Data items

━━━━━━━━━━━━━━━━

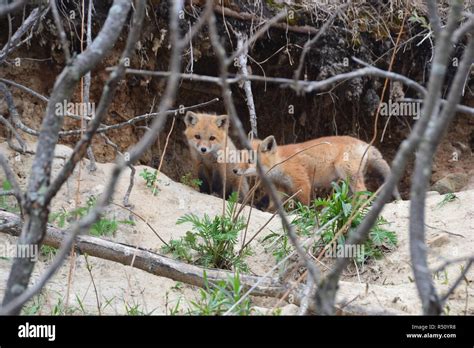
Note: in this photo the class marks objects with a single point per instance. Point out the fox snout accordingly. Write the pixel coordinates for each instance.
(245, 172)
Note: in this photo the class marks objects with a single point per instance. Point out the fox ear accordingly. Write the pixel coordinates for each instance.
(190, 118)
(222, 120)
(268, 144)
(251, 136)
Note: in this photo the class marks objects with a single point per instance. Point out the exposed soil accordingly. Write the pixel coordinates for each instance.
(347, 109)
(384, 286)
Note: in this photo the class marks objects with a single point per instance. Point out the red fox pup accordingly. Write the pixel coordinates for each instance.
(315, 164)
(206, 135)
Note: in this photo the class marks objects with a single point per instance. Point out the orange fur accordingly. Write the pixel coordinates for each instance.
(315, 164)
(206, 135)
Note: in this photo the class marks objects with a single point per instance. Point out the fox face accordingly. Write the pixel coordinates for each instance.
(206, 133)
(267, 156)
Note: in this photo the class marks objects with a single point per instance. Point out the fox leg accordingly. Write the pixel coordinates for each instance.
(203, 174)
(356, 177)
(303, 185)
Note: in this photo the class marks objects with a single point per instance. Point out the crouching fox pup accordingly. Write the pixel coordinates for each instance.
(207, 140)
(315, 164)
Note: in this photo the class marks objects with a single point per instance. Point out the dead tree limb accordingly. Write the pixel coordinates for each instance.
(230, 107)
(87, 86)
(12, 7)
(36, 207)
(148, 261)
(14, 41)
(327, 288)
(247, 86)
(14, 305)
(432, 305)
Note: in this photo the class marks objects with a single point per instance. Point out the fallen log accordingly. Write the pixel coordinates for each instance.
(149, 261)
(163, 266)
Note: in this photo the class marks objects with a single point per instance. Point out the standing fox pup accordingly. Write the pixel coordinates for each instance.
(315, 163)
(206, 136)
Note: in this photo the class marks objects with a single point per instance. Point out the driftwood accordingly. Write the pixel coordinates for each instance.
(163, 266)
(148, 261)
(245, 16)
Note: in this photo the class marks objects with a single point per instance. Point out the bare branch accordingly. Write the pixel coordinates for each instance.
(62, 33)
(11, 177)
(325, 295)
(311, 42)
(422, 172)
(35, 208)
(13, 305)
(221, 55)
(11, 7)
(247, 85)
(434, 18)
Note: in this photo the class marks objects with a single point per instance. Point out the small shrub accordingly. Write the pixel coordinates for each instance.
(338, 208)
(217, 298)
(188, 180)
(103, 227)
(8, 203)
(211, 242)
(151, 180)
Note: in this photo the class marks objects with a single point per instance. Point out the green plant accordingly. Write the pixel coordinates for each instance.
(188, 180)
(449, 197)
(416, 19)
(217, 298)
(103, 227)
(135, 309)
(33, 307)
(336, 211)
(278, 244)
(151, 179)
(211, 242)
(48, 251)
(8, 203)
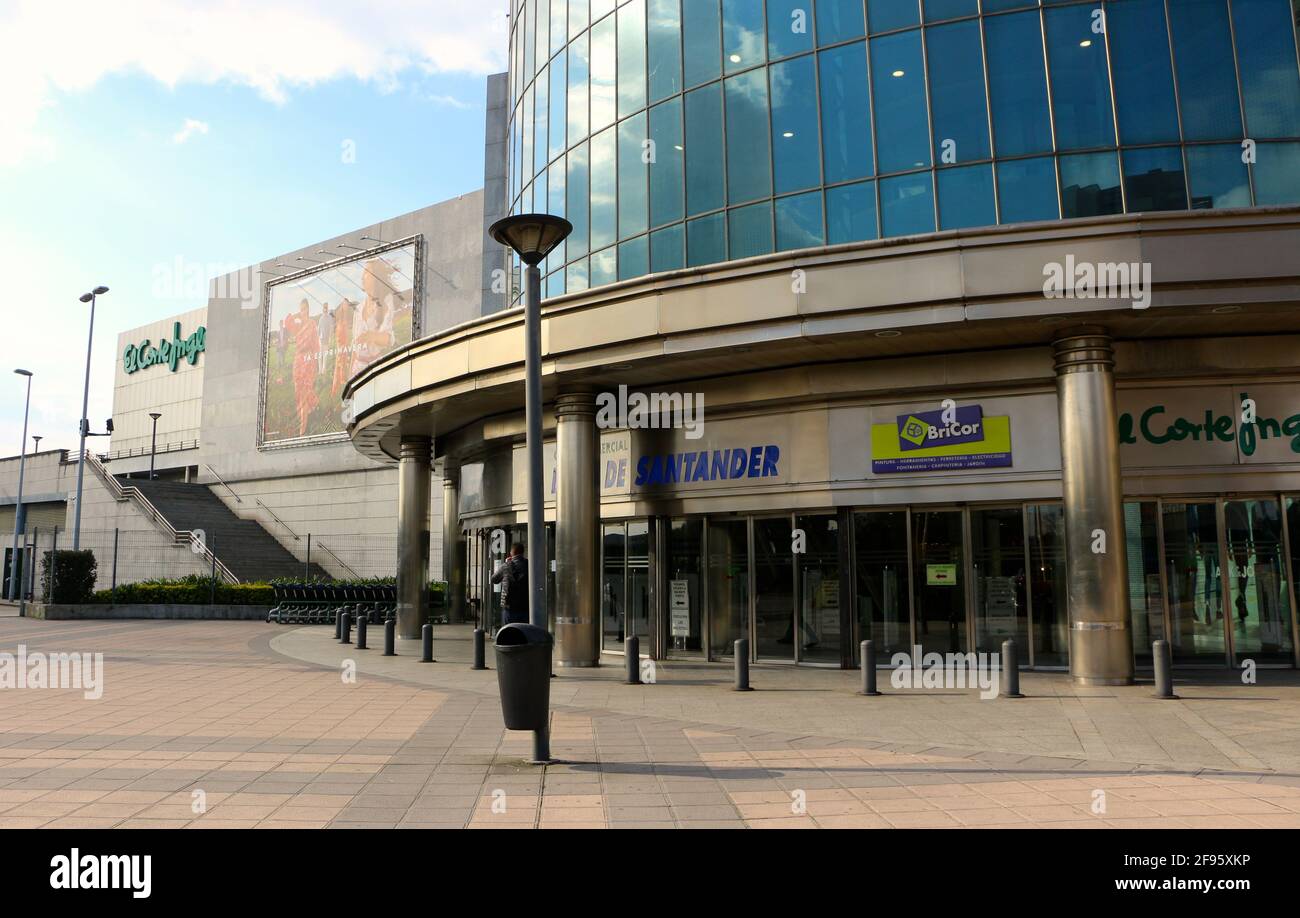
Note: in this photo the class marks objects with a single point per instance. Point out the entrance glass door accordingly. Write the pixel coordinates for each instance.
(937, 580)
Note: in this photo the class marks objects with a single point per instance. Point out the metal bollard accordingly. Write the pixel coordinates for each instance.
(1162, 655)
(480, 655)
(632, 653)
(1010, 671)
(869, 668)
(741, 652)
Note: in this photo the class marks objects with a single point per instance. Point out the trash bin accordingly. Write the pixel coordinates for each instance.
(524, 675)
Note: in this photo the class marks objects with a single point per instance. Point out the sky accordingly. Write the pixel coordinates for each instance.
(142, 141)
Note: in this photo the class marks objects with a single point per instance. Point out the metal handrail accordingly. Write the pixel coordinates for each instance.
(180, 536)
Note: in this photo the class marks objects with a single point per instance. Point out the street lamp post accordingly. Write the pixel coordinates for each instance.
(18, 515)
(154, 440)
(81, 457)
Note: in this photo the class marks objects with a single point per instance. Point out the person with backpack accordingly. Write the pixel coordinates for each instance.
(512, 575)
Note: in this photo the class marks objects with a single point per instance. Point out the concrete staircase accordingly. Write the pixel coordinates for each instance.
(243, 546)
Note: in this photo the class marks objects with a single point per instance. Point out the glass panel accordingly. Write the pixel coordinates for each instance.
(705, 148)
(1145, 602)
(966, 196)
(1257, 577)
(957, 92)
(1143, 76)
(774, 589)
(850, 212)
(908, 204)
(1090, 185)
(685, 613)
(798, 221)
(749, 230)
(1207, 76)
(794, 133)
(939, 580)
(1017, 85)
(728, 584)
(1217, 176)
(1080, 90)
(820, 633)
(749, 174)
(1195, 583)
(845, 113)
(898, 100)
(880, 563)
(664, 47)
(1153, 180)
(997, 557)
(1265, 34)
(612, 585)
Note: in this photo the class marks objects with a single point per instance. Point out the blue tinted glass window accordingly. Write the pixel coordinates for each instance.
(845, 113)
(798, 221)
(667, 249)
(1217, 176)
(1080, 90)
(1153, 180)
(1277, 174)
(635, 258)
(906, 204)
(789, 27)
(705, 241)
(701, 34)
(794, 141)
(744, 42)
(1026, 190)
(749, 173)
(749, 230)
(1090, 185)
(1017, 85)
(837, 20)
(1207, 76)
(966, 196)
(1270, 78)
(885, 14)
(705, 148)
(667, 170)
(898, 96)
(850, 212)
(1144, 78)
(664, 47)
(633, 203)
(957, 91)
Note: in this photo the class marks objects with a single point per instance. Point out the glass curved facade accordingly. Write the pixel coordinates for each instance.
(680, 133)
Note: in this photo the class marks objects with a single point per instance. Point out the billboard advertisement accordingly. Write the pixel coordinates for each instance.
(326, 325)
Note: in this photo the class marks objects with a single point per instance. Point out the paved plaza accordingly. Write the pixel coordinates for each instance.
(209, 724)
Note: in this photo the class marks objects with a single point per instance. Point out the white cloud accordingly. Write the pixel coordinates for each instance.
(272, 46)
(189, 129)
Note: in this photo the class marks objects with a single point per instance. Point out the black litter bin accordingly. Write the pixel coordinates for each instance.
(524, 675)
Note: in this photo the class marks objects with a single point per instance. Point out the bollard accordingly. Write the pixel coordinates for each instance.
(869, 668)
(632, 657)
(741, 652)
(1010, 671)
(1162, 657)
(480, 657)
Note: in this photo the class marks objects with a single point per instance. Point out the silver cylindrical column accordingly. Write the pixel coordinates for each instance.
(577, 531)
(1096, 562)
(414, 535)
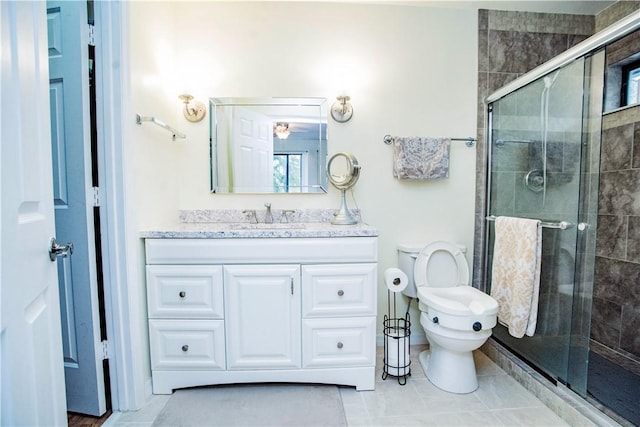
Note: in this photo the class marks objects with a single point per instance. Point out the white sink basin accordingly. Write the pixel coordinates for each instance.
(263, 226)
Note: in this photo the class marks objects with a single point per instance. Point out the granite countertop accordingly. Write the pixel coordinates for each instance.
(226, 224)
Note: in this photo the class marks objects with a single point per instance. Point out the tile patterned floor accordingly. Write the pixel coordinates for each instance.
(499, 401)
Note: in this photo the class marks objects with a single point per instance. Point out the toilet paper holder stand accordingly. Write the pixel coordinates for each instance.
(397, 337)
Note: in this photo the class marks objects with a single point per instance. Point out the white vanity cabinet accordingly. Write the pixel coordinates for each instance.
(264, 325)
(241, 310)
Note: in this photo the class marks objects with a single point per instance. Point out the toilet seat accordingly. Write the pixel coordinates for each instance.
(452, 268)
(459, 300)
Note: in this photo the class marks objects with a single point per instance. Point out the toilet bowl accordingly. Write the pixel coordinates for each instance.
(456, 317)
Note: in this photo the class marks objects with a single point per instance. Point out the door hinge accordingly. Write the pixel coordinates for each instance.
(105, 350)
(96, 196)
(92, 37)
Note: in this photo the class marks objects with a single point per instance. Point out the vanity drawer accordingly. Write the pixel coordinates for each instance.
(187, 344)
(338, 342)
(331, 290)
(185, 291)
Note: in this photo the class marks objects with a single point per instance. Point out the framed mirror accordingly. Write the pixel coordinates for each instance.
(268, 145)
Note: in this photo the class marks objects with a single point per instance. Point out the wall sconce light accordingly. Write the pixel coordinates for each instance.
(342, 110)
(194, 111)
(281, 130)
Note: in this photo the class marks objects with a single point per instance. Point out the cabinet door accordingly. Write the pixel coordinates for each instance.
(262, 312)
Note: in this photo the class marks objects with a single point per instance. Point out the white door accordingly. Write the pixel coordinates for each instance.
(31, 373)
(253, 151)
(262, 316)
(72, 183)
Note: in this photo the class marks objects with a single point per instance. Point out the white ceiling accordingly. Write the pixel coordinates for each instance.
(579, 7)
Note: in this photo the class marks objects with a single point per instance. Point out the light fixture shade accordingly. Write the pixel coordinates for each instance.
(281, 130)
(342, 110)
(194, 111)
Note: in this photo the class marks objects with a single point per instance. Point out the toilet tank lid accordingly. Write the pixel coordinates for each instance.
(411, 248)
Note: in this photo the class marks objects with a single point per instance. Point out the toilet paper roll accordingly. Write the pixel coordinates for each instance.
(395, 279)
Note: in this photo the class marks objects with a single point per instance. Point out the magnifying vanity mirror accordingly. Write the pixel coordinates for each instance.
(268, 145)
(343, 171)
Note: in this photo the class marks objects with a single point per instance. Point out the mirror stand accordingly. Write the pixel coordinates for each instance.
(343, 171)
(344, 216)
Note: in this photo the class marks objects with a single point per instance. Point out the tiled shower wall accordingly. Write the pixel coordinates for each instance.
(615, 316)
(509, 45)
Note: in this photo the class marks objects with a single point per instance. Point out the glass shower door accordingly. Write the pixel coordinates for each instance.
(538, 146)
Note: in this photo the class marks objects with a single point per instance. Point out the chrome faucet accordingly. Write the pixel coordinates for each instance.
(268, 218)
(251, 216)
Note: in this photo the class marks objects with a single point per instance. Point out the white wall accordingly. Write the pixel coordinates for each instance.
(409, 71)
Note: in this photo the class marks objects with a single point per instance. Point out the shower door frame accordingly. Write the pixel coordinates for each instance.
(576, 378)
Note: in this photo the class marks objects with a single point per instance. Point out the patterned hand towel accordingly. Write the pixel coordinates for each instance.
(515, 282)
(421, 158)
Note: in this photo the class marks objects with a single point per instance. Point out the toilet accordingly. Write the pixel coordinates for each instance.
(456, 317)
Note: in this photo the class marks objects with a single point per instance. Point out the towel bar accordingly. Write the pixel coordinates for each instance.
(469, 141)
(562, 225)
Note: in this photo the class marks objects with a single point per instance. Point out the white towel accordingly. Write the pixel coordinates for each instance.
(515, 280)
(421, 158)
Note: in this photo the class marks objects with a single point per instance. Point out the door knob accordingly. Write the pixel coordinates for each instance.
(57, 250)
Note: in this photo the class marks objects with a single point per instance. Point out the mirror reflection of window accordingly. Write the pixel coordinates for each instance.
(293, 160)
(287, 173)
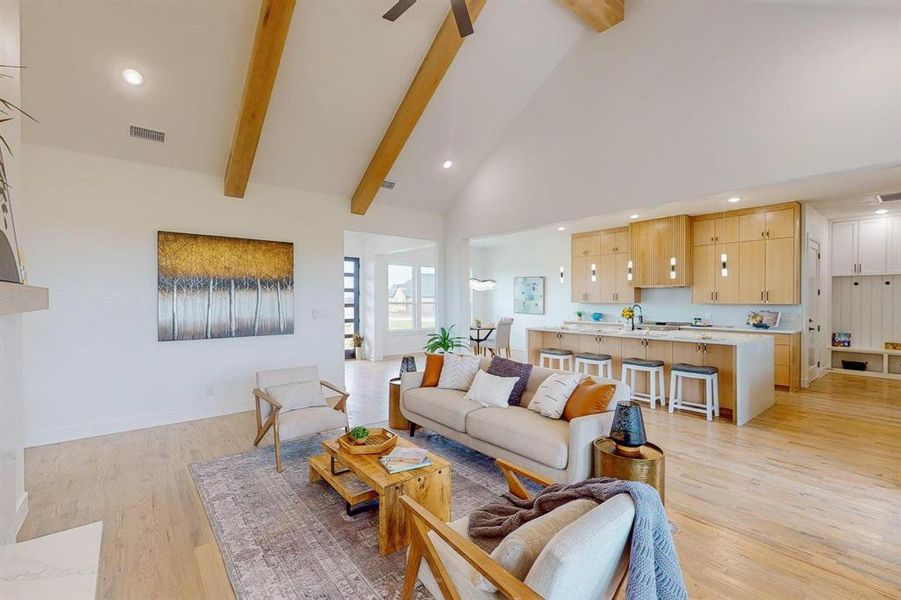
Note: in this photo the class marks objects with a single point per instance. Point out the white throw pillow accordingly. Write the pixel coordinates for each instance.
(551, 396)
(458, 372)
(491, 390)
(519, 550)
(302, 394)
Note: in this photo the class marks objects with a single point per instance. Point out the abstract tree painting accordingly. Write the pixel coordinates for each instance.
(218, 287)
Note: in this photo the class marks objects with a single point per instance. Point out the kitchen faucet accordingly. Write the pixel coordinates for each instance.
(640, 315)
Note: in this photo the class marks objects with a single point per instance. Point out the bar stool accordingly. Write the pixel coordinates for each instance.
(654, 369)
(604, 363)
(557, 354)
(682, 371)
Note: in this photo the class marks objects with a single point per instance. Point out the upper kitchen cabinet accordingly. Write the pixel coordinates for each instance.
(586, 245)
(661, 252)
(866, 246)
(754, 257)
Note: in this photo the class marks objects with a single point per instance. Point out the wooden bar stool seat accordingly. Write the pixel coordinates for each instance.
(656, 384)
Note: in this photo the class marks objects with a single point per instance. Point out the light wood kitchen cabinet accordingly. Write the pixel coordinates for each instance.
(586, 245)
(780, 276)
(762, 256)
(654, 244)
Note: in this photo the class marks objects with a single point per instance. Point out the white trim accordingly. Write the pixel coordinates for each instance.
(43, 437)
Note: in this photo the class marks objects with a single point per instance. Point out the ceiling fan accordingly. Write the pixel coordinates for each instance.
(461, 14)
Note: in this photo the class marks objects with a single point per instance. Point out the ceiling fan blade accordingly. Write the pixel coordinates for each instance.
(398, 9)
(461, 14)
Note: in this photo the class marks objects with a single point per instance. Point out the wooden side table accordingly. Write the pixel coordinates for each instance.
(648, 468)
(396, 420)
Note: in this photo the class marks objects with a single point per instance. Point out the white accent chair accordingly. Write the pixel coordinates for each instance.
(501, 340)
(289, 422)
(585, 559)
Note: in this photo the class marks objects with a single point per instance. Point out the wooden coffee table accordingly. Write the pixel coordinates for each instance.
(361, 478)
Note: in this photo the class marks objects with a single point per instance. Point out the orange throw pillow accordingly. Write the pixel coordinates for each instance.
(588, 398)
(433, 366)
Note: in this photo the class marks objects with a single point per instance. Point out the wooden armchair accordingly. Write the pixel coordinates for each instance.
(570, 570)
(301, 418)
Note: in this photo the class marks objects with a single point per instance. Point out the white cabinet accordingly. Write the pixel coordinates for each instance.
(866, 246)
(844, 248)
(893, 247)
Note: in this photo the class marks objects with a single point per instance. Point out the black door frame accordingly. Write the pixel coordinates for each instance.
(356, 303)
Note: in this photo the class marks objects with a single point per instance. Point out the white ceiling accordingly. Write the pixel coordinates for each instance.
(343, 73)
(837, 195)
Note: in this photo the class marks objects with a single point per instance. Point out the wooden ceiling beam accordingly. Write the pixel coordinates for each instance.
(435, 64)
(269, 42)
(600, 15)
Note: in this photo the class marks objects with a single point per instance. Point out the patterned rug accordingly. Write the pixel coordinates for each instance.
(284, 537)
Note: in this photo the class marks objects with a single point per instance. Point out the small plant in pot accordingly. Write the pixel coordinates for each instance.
(444, 341)
(358, 435)
(358, 346)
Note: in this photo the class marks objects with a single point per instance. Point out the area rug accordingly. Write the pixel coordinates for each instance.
(284, 537)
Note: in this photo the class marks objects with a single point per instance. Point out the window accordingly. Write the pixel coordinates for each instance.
(351, 303)
(411, 297)
(426, 297)
(400, 298)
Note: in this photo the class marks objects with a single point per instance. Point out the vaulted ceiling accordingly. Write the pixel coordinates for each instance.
(343, 73)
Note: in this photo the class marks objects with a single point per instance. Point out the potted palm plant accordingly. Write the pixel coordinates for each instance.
(444, 341)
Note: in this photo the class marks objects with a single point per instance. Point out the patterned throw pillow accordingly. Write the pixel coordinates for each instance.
(551, 396)
(458, 372)
(504, 367)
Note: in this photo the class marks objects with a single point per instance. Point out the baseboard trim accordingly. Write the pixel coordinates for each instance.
(65, 434)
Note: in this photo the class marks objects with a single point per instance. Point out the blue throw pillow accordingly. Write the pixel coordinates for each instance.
(504, 367)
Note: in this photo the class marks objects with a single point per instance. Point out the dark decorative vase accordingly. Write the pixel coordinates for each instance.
(407, 365)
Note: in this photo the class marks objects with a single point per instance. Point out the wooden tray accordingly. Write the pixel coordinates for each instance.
(380, 440)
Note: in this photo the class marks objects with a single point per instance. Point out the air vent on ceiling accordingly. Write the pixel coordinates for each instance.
(151, 135)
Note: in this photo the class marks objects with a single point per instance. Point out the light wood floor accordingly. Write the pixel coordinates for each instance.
(804, 502)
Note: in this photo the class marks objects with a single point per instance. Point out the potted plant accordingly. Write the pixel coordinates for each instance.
(359, 435)
(358, 346)
(445, 342)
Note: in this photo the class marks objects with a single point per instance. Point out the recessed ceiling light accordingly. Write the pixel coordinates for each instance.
(133, 77)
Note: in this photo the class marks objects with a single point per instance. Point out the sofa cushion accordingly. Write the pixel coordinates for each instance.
(448, 407)
(307, 421)
(458, 372)
(522, 432)
(504, 367)
(519, 550)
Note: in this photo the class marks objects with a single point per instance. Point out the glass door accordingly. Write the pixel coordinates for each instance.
(351, 303)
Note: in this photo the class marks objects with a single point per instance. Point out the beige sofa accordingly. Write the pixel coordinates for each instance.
(555, 448)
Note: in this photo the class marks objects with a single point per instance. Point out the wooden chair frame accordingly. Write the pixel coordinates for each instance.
(421, 522)
(271, 421)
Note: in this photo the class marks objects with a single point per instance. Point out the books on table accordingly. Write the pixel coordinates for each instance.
(405, 459)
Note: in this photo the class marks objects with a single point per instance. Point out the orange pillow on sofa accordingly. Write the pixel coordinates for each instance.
(433, 366)
(588, 398)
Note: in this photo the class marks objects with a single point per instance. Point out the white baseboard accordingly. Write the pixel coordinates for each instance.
(43, 437)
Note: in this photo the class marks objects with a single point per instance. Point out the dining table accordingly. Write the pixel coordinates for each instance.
(476, 336)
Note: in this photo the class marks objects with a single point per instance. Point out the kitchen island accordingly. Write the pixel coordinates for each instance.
(744, 361)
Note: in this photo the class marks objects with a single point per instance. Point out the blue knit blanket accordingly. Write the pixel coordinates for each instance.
(654, 572)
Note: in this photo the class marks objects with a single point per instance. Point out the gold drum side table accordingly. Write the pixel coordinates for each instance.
(648, 468)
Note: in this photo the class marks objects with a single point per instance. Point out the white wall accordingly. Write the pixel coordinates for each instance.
(688, 99)
(542, 253)
(93, 364)
(13, 499)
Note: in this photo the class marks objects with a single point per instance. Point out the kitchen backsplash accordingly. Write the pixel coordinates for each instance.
(674, 304)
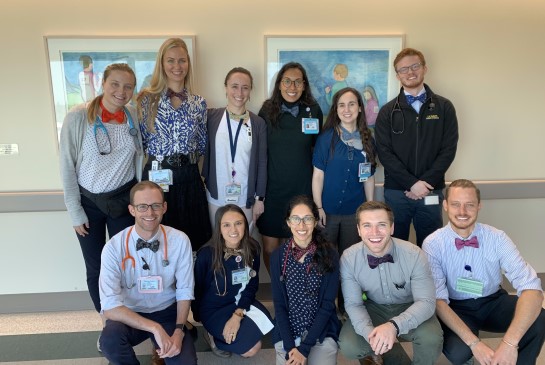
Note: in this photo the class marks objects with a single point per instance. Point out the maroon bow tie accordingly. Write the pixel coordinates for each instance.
(375, 261)
(181, 95)
(472, 242)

━━━━━━━━━━━━━━━━

Short problem:
Retype the lines exactly as they appear, beginning with the line that contains "the kitchen backsplash" and ending with the final line of the entries, and omit the pictures.

Finished task:
Note: in this photo the class marks objects with a single point per instance. Point out the kitchen backsplash accordingly. Write the pixel coordinates for each instance.
(674, 304)
Note: in this photo the class marks objects with a single point per instance. Point out the maroon bow tie accordingly. Write the pixel coordinates for each instance.
(375, 261)
(181, 95)
(472, 242)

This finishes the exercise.